- **Qué se pide**:
1. Por favor, reproduce sin cambios el pasaje del texto sobre las culpas leves que empieza en "Ponderen los que" y acaba en "los pecados leves.".
2. Responde con brevedad, a partir del texto sobre las culpas leves:
(a) ¿De qué están formadas las corrientes de los ríos?
(b) ¿Por qué resulta más fácil corregir las culpas grandes?
(c) ¿Por qué se dejan vencer interiormente quienes se vencen en lo pequeño?

- **Texto de lectura**:
Cómo ha de amonestarse a los que caen en culpas leves, pero frecuentes, y a los que evitan las faltas leves pero a veces caen en otras graves.

 

De distinta manera ha de amonestarse a los que cometen pecados leves pero frecuentes, que a los que se abstienen de los leves, y a veces caen en los graves.– Adviertan los primeros que no sólo han de fijarse en la calidad, sino también en la cantidad de los pecados: pues si sus obras, por lo que una a una valen en sí, no les causan escrúpulos, sientan al menos remordimiento por su número cuando las cuentan.  Las profundas y caudalosas corrientes de los ríos están formadas por diminutas e innumerables gotas de agua; los mismos efectos produce en un navío la grieta que lenta y ocultamente anega la sentina, que la borrasca que abiertamente lo azota.  Pequeñas son las heridas que hace brotar la sarna en los miembros, pero, a fuerza de multiplicarse, quitan la vida del cuerpo lo mismo que una herida grave recibida en pleno pecho.  Y a este respecto, dice el Sabio: Quien descuida las cosas pequeñas poco a poco decaerá  (Si 19, 1).  Quien no se cuida de deplorar y evitar las culpas leves, vendrá a perder el estado de gracia, no de un golpe, sino parte por parte.

 

Ponderen los que caen a menudo en faltas leves, que a veces las culpas pequeñas son más peligrosas que las grandes: éstas se reconocen a primera vista, y por tanto es más fácil corregirlas: mientras aquellas pasan inadvertidas y son más nocivas porque se llega a contraer la costumbre de cometerlas sin escrúpulos.  Acostumbrada la conciencia a las culpas leves, poco a poco perderá el horror a las graves; familiarizada con el mal, se someterá a su imperio, y por fin perderá también todo escrúpulo en los pecados graves, por haber aprendido a caer sin reparo alguno en los pecados leves.

 

Procuren, por el contrario, los que se guardan de los defectos pequeños, pero a veces caen en pecados mortales, estar muy sobre sí, pues es fácil que engreídos por su fidelidad en las cosas pequeñas y, arrastrados por este mismo engreimiento, vayan a dar en el abismo de los grandes pecados; se vencen exteriormente en lo pequeño, pero se dejan vencer por la vanagloria interior; y sometida la conciencia al yugo de la soberbia, viene a sucumbir en culpas exteriores graves.

[Entradas del conjunto de datos]
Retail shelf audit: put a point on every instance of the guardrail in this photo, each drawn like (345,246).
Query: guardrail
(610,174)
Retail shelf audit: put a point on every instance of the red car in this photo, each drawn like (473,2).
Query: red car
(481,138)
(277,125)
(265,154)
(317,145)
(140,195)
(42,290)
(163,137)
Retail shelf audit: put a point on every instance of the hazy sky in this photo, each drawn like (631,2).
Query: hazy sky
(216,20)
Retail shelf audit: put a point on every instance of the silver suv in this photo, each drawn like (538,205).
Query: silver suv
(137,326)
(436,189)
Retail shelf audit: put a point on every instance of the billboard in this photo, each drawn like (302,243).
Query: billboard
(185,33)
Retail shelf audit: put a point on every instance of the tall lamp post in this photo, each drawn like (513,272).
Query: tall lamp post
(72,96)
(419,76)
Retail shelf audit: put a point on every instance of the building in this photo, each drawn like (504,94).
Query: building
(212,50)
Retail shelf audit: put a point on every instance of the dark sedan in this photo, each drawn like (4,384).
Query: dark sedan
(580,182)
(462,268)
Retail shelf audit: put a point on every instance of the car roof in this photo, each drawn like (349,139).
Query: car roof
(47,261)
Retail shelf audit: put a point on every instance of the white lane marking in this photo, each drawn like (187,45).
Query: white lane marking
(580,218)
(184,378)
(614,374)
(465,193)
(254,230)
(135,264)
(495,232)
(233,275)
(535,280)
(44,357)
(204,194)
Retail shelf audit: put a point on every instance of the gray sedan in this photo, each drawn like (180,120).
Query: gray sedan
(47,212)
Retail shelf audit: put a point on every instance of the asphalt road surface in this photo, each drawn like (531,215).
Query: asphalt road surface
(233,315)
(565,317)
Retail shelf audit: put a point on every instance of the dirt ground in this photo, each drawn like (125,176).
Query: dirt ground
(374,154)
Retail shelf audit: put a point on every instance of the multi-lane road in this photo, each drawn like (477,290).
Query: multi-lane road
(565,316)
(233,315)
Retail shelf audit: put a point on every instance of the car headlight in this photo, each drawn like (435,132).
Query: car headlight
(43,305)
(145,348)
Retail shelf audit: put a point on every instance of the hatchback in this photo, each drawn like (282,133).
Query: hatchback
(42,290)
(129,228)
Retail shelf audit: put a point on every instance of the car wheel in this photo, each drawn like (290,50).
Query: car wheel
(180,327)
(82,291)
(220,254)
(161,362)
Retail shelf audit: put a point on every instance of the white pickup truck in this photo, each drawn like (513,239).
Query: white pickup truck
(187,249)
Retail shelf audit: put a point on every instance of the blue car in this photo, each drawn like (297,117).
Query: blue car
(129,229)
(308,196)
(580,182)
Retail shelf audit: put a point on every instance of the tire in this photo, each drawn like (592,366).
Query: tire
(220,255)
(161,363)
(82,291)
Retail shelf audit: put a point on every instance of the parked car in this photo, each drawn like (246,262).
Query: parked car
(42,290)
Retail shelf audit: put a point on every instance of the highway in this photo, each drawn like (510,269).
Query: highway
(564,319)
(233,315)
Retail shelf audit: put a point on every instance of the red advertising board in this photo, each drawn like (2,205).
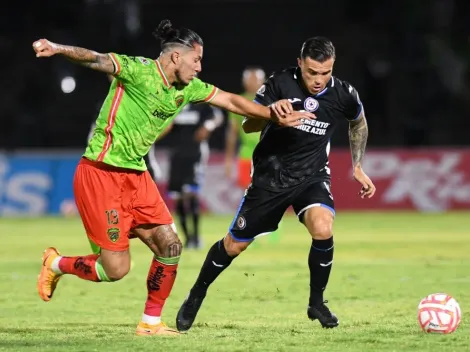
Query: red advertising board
(424,180)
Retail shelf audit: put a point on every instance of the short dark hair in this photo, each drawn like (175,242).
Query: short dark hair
(318,48)
(168,35)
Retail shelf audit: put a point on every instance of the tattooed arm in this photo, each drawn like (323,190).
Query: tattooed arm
(84,57)
(358,133)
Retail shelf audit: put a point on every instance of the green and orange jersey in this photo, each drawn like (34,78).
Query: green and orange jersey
(140,104)
(248,141)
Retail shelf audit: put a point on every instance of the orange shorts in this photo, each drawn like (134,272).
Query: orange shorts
(244,173)
(112,201)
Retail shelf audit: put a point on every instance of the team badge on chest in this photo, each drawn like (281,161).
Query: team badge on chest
(311,104)
(179,100)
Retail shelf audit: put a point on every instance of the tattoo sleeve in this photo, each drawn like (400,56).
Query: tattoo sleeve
(358,133)
(88,58)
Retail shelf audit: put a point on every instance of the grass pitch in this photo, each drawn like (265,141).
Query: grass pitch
(384,264)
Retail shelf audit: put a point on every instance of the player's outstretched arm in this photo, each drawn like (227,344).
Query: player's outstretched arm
(241,106)
(84,57)
(253,125)
(358,133)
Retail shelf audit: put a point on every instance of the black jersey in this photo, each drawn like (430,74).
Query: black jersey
(187,122)
(288,156)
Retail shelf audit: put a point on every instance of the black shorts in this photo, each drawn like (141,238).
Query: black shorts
(186,175)
(261,210)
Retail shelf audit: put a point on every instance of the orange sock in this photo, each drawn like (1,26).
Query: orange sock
(83,267)
(160,280)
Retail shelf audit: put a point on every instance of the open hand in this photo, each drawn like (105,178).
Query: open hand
(368,188)
(44,48)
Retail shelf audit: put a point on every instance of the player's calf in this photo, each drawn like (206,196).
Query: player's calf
(167,248)
(319,222)
(219,257)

- **Respuestas**:
1.
Ponderen los que caen a menudo en faltas leves, que a veces las culpas pequeñas son más peligrosas que las grandes: éstas se reconocen a primera vista, y por tanto es más fácil corregirlas: mientras aquellas pasan inadvertidas y son más nocivas porque se llega a contraer la costumbre de cometerlas sin escrúpulos.  Acostumbrada la conciencia a las culpas leves, poco a poco perderá el horror a las graves; familiarizada con el mal, se someterá a su imperio, y por fin perderá también todo escrúpulo en los pecados graves, por haber aprendido a caer sin reparo alguno en los pecados leves.

2.
(a) De diminutas e innumerables gotas de agua.
(b) Porque se reconocen a primera vista.
(c) Por la vanagloria.